» **Entries from a dataset**
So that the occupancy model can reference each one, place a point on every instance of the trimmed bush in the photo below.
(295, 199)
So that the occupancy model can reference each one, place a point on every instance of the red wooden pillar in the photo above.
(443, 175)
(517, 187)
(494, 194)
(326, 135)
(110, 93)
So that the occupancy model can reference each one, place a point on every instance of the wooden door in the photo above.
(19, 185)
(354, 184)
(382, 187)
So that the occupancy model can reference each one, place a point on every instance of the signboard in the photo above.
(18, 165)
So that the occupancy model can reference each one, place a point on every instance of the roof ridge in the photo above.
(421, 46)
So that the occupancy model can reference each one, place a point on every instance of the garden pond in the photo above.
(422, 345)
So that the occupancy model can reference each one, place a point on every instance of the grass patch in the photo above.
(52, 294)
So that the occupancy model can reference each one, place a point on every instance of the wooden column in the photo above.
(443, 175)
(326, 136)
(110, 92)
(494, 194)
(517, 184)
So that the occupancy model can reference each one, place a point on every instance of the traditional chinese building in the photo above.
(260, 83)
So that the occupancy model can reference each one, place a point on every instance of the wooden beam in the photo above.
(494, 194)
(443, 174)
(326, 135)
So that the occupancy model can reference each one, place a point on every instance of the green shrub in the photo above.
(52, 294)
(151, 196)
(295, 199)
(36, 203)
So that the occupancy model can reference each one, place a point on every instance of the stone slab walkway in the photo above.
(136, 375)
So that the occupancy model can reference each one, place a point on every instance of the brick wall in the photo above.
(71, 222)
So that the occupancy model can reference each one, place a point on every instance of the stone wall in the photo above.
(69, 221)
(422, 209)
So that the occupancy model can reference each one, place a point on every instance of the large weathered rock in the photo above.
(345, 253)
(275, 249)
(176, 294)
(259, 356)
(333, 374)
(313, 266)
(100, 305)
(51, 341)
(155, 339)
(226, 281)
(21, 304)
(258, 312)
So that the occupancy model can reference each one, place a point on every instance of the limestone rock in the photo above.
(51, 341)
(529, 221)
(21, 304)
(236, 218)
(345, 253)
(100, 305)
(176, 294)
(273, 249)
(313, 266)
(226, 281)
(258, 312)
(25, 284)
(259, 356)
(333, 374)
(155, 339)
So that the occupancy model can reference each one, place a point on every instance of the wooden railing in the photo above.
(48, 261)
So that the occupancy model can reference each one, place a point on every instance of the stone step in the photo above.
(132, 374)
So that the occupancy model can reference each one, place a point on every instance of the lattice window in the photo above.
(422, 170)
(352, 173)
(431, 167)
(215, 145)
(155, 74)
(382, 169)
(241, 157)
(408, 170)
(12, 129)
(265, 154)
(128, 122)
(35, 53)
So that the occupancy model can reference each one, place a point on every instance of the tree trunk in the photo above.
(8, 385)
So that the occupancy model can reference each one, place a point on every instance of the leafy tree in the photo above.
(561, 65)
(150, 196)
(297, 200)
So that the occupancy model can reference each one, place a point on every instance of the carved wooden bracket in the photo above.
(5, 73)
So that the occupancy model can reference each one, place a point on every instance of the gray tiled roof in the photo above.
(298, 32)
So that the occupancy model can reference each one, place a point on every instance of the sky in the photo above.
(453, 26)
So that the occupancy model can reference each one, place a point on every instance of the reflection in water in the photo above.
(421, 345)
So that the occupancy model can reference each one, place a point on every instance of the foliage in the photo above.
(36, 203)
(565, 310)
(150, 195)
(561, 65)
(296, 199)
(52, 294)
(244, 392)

» **Instruction**
Write out everything from the line containing "bracket in the photo above." down to the end of the records, keeping the requests unchanged and moving every coordinate in the answers by adding -13 to it.

» **The completed task**
So that the occupancy model can reference each one, place a point on every instance of the carved wooden bracket in the photo above.
(-8, 60)
So that the occupancy model can reference each one, place a point on every instance of the gray tiled roof in the photo above.
(285, 19)
So that the occupancy model can reference each one, place a point on every instance of the sky in the photo above.
(440, 13)
So that the occupancy model can reference each one, place a point on every instance of the reflection in water in the photo above.
(408, 332)
So that the occupancy model can reference each one, place a point on every instance of the foliage in the photo above.
(23, 190)
(552, 297)
(137, 182)
(548, 52)
(283, 186)
(39, 281)
(231, 379)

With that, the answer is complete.